→ Brief A
Which week of Lent and which lectionary year does the reflection on Romans 5:1-11 belong to?

→ Source excerpt
-*-

Romans 5:1-11

Lent 3 - Year A


Let's look at a parallelism.

"... we boast in our hope of sharing the the glory of God."
"... we even boast in God through our Lord Jesus Christ, through whom we have now received reconciliation."

Two connections come quickly. First a connection between God and hope. Can you have one without the other? This is a question for you, specifically, not a generic you. Some can make the distinction, can you? or are they bound together?

Second a connection between glory of God and reconciliation. Again a question of how they are tied together. Are these simultaneous realities or sequential (if so which first, which second) or are they not related but by happenstance?

A connection not so quickly arrived at is means, not ends. How go the connections between "sharing" and "through" for you. Do you find yourself sharing alongside or working through some external mechanism or person? How might you do both?

Finally a connection between boasting and living. Do you have boasting spots in your life or not or have you a boast that is squelched through a socialization not to reveal it?

After finally, how might you see a parallelism between this perspective and the world around us that finds its boasting in power and control for trusting in hope and God is simply too iffy or with the world that can only relate to the glory of self and punishment of anything other?

"There is also this benefit in brag, that the speaker is unconsciously expressing his own ideal. Humor him by all means, draw it all out, and hold him to it." -Ralph Waldo Emerson, writer and philosopher (1803-1882) -- Boast away and help others boast away, just know we will be held to it.

http://www.kairoscomotion.org/lectionary/2005/february2005.html

 


 

This time let's work through the list of virtues the other way around. The current order starts with suffering as a given (very Buddha) and moves through along eight or so paths to endurance, character, hope, and love.

-*-

→ Given records

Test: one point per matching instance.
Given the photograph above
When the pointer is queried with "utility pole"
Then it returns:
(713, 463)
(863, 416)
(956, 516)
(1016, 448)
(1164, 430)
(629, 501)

-*-

→ Brief B
Write out the entries that follow the Romans 5:1-11 reflection again, substituting "locator" for "pointer" and leaving everything else unchanged.

→ Correct response A
Lent 3, Year A.

→ Correct response B
Test: one point per matching instance.
Given the photograph above
When the locator is queried with "utility pole"
Then it returns:
(713, 463)
(863, 416)
(956, 516)
(1016, 448)
(1164, 430)
(629, 501)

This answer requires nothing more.